Page text:
So I guess I’m a mix of optimistic and sceptical, much like I am about my life in general.
Bitcoin as a long-term thing
A small part of my increased optimism this week came from hearing that a dude called Tim Draper (not the famous curtain magnate) predicts that bitcoin will hit $250,000 by 2022.
Now, I’m not a sucker, and first predictions ain’t worth the tweet they’re written in, but this is a chap who — way back in 2014 — predicted bitcoin would hit $10,000 in 2017 (at the time, when it was only a few hundred bucks, that must have seemed as silly as a quarter-million does today).
I extended one of the charts that I made last week to see what a journey to a $250,000 would look like.
This is the chart that plots the start, high, and low of each of the six big bubbles, extended out to a quarter-mil by the end of 2022.
This is wildly speculative (on my part, Tim probably thought about it intelligently), but there’s nothing outrageous about that chart. On the face of it, there’s nothing wrong with the way that line has been extended.
Here’s my plan that will probably morph into something else…
I reckon I’ve got about $1,000 a month that I don’t really need (it’s just wasted on things like charity and paying off my home loan at the moment). I’d be happy to throw this money into bitcoin for the long term (many years).
Assuming that each month the value of bitcoin increases by 6% and I buy another thousand bucks worth of bitcoin, that ought to grow to a shade over $600,000 in a smidge under 4 years.
And here’s an interesting thing, by the end of this chart I would have 1.75 bitcoins (not a typo). And if things proceeded consistently through to the end of 2025, I would have 1.78 bitcoins (and 7.2 million dollars).
Maths is weird (as is dollar cost averaging).
Of course, this is all childish make believe, but at least I’ve got an idea in my head. If I put away $1,000/month I’m not going to be retiring on the returns any time soon (and I still have to get up and go to work tomorrow) but if all goes according to plan I’ll have a nice comfy pile of money.
OK that’s enough dreaming, on to something a bit more down to earth.
Support and resistance
I started my week by resetting my assumption that support and resistance lines were useful. If they are never useful as a way to select buy and sell points, then I can get way ahead of the curve by knowing that I can ignore them.
But if they’re a useful tool, then it shouldn’t be difficult for me to find plenty of examples in bitcoin’s history that demonstrate their ability to predict upcoming price movements.
What I found
It took me all of 5 minutes to come across a pretty clear example of support and resistance lines:
You can see the price bumping up and down between the ranges before ‘breaking out’, but then settling back into a range a little while later.
I made this chart by randomly generating some numbers in Excel like so:
I had to regenerate the random numbers three times before they created a chart where my stupid, excitable mind yelled “hey, there’s some support and resistance lines!”.

Assignment 1:
Reproduce the part of the bitcoin post starting at "This is the" and ending at "has been extended.".
Assignment 2:
For each statement, decide whether the bitcoin post agrees with it, answering yes or no and quoting the words of the post that decide it. (a) The writer regenerated the random numbers three times before the chart seemed to show support and resistance lines. (b) The writer plans to put $2,000 a month into bitcoin. (c) If things went on consistently to the end of 2025, the writer would hold 1.78 bitcoins.
Assignment 3:
Write the next part of the bitcoin post, picking up after its final sentence.

Record extracts:

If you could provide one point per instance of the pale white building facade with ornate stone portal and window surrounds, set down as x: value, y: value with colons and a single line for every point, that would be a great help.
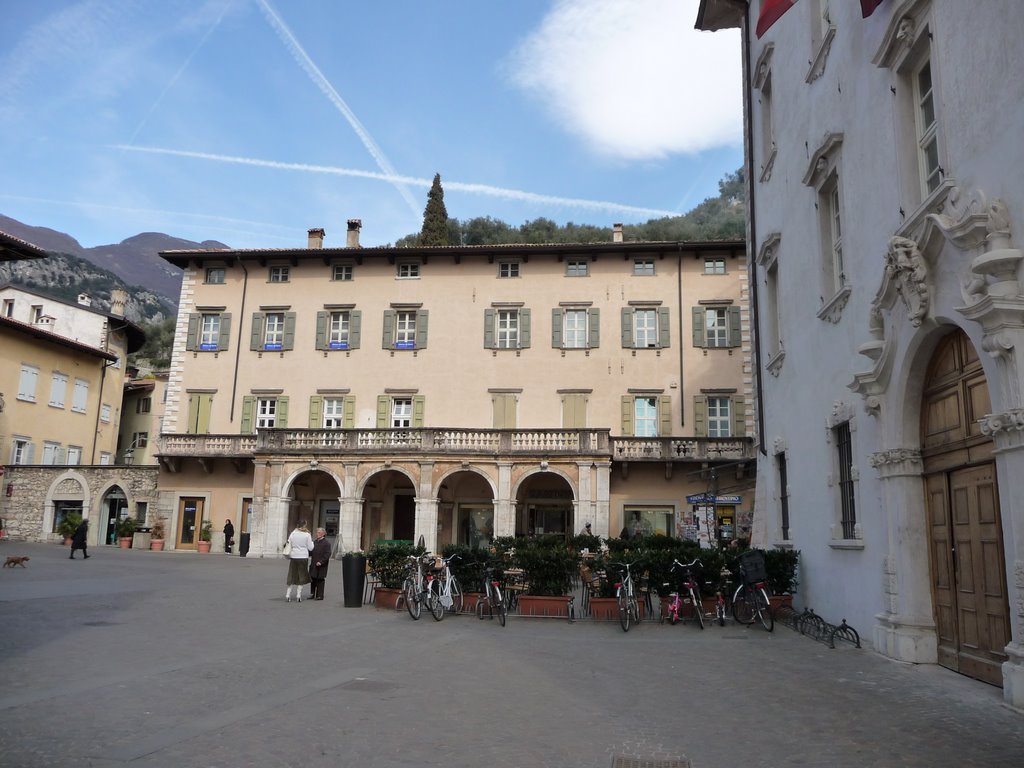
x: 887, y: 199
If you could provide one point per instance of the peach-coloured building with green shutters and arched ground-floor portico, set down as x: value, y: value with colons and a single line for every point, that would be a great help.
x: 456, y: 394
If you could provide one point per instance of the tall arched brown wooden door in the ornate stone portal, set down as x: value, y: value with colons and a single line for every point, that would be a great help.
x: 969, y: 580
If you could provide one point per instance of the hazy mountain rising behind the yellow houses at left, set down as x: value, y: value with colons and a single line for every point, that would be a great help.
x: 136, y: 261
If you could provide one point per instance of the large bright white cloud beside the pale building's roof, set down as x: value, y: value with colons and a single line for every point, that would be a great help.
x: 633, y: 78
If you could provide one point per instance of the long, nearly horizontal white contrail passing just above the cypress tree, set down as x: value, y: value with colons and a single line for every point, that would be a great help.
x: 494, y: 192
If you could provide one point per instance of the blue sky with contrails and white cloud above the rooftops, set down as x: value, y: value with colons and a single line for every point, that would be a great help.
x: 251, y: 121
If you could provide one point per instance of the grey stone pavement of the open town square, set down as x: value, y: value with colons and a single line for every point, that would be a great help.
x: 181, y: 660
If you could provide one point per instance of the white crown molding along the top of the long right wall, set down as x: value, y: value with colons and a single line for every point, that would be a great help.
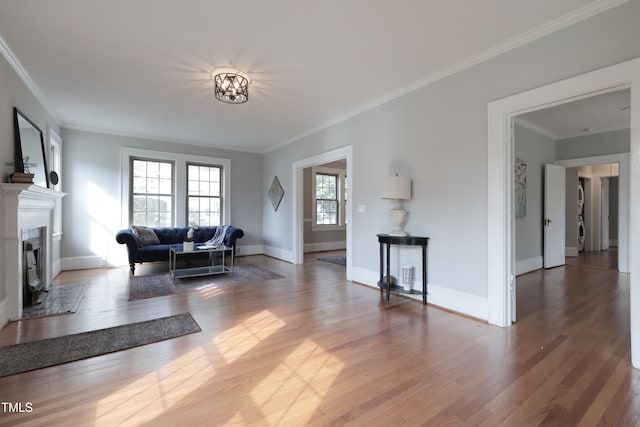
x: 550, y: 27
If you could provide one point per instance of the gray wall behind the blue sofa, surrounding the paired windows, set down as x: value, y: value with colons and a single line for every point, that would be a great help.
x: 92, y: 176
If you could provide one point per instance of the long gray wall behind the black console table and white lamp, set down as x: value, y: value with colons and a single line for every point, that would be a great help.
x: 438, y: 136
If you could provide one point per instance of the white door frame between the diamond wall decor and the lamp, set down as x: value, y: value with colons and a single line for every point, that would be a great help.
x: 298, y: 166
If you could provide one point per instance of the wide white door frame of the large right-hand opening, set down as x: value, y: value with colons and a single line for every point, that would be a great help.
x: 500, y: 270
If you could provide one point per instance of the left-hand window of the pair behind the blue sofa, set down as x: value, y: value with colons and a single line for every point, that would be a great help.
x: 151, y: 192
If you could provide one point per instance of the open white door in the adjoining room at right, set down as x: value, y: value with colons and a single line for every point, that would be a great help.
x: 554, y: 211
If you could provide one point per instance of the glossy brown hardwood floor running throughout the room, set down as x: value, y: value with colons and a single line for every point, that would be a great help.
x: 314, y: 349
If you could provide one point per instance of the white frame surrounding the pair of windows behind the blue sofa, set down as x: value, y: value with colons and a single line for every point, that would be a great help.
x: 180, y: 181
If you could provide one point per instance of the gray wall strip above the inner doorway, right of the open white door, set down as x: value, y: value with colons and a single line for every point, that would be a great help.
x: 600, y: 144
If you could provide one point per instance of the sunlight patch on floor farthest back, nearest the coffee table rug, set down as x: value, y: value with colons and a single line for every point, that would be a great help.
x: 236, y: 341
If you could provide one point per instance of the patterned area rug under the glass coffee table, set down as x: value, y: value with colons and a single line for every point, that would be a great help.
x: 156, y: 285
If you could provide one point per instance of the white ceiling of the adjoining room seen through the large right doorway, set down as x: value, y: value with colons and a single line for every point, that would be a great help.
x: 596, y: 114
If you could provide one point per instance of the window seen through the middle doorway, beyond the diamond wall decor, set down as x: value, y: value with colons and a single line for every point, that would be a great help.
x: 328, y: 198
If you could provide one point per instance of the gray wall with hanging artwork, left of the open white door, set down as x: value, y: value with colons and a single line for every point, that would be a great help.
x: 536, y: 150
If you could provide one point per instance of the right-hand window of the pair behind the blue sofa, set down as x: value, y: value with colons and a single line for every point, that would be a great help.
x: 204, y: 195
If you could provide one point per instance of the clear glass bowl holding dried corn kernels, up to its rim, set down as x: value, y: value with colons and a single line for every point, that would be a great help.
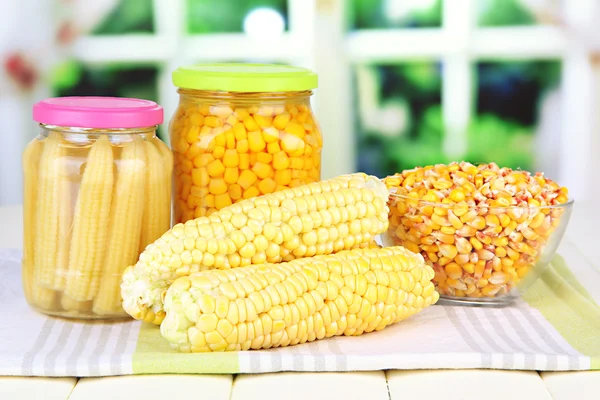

Response box 1:
This is the chart that plots the start, high, and low of each of the six big bubbles, extended out to a quarter-mil by the end of 2022.
This is wildly speculative (on my part, Tim probably thought about it intelligently), but there’s nothing outrageous about that chart. On the face of it, there’s nothing wrong with the way that line has been extended.

Response box 2:
(a) Yes: "I had to regenerate the random numbers three times before they created a chart where my stupid, excitable mind yelled “hey, there’s some support and resistance lines!”."
(b) No: "I reckon I’ve got about $1,000 a month that I don’t really need"
(c) Yes: "And if things proceeded consistently through to the end of 2025, I would have 1.78 bitcoins (and 7.2 million dollars)."

Response box 3:
I made this chart so that I can remind myself that my caveman brain really wants to see patterns where they don’t exist. And that my big ol’ lump of head meat is especially keen to see patterns when they can be backed up with some armchair crowd psychology.
I even 2D printed the chart and hung it on me wall. I will refer to it any time I think I’ve seen a support or resistance line in the bitcoin chart — to keep myself in check.
I should note that even though I’ve gone through every day since the start of 2014, I’ve only looked at the daily chart. No hourly, weekly, etc charts.
A brief history of resistance lines
Below, I’ve made a note of every place where the price of bitcoin saw ‘resistance’ (there were nine such occasions). This is defined (by me) as having highs from 3 or more days landing within a 1% range.
The examples are not cherry picked; I’m out to disprove this charting nonsense and save myself hours of headaches and thousands of dollars by not being a sucker.
I’m going to do a screenshot of the point in time where I would need to make a decision. (Surely it’s important to be able to pick the pattern at the time it’s happening, right?) For most of them, I legitimately didn’t know what would happen next at the point when I took the screenshot.
Then for each instance I’ll do another shot to reveal what happened next. It will be fun.
Website idea: flashcard style tests of technical analysis skillz. It would show a screenshot of a pattern, with no context of date or what stock it is, and you have to guess what will happen next. On the ‘answer’ card, you’ll have commentary from an expert on what happened and why. (And the occasional “we don’t know” to just keep it real.)
Let’s look at some charts.
This chart shows 10 days with similar tops in a three week range, then one more a week later. Just for this first chart, let me zoom right in and show you the bit I’m considering to be a zone of resistance:
So, the theory goes that the last bar in the chart has shown that the price can break through that barrier (even though it wasn’t much of a barrier 6 weeks earlier — four bars closed above it) and now it is free from its shackles and will reach for the stars.
Which, as it turns out, is just what it did…
A jump of 10% over the next two days (and then 800% over the next 6 weeks, but I don’t care about that, it just looks cool).
I’m still not at all clear on how I’m supposed to know when to sell. I’m hoping to see some sort of consistency like, there’s always a 5% jump within a few days. Or, if I always get out, say, two days later, it’s a winning strategy.
20 May 2014
OK before I type this I have to say I’m listening to the new Perfect Circle album, Eat The Elephant and it’s great.
I would be cautious about this as a signal (I’m typing this without knowing what happens next).
- It’s in a downtrend, that’s swimming against the current
- It’s a ceiling that the price was above just a few weeks before
- The price only hits it 4 times (give or take half a percent). That’s the sort of thing I can see in my chart of fake numbers.
I’m literally dying to know….
Yeah OK. So my concerns were baseless.
30 May 2014
Only 10 days after the above, another weak (in this guy’s opinion) signal occurred.
The price twice nudged up against that white line (at $593.80) two months ago. Then twice more in the last 5 days. I feel like this is searching for a pattern more than I should be. But it’s not just the tops touching the white line, it’s the big green bar going right above it, too.
Let’s find out together.
The price jumped up 8% in three days then flailed about and fell over. Is there a correlation between the ‘strength’ of the signal and the strength of the action afterwards?
Common sense says yes, we will see what the data says.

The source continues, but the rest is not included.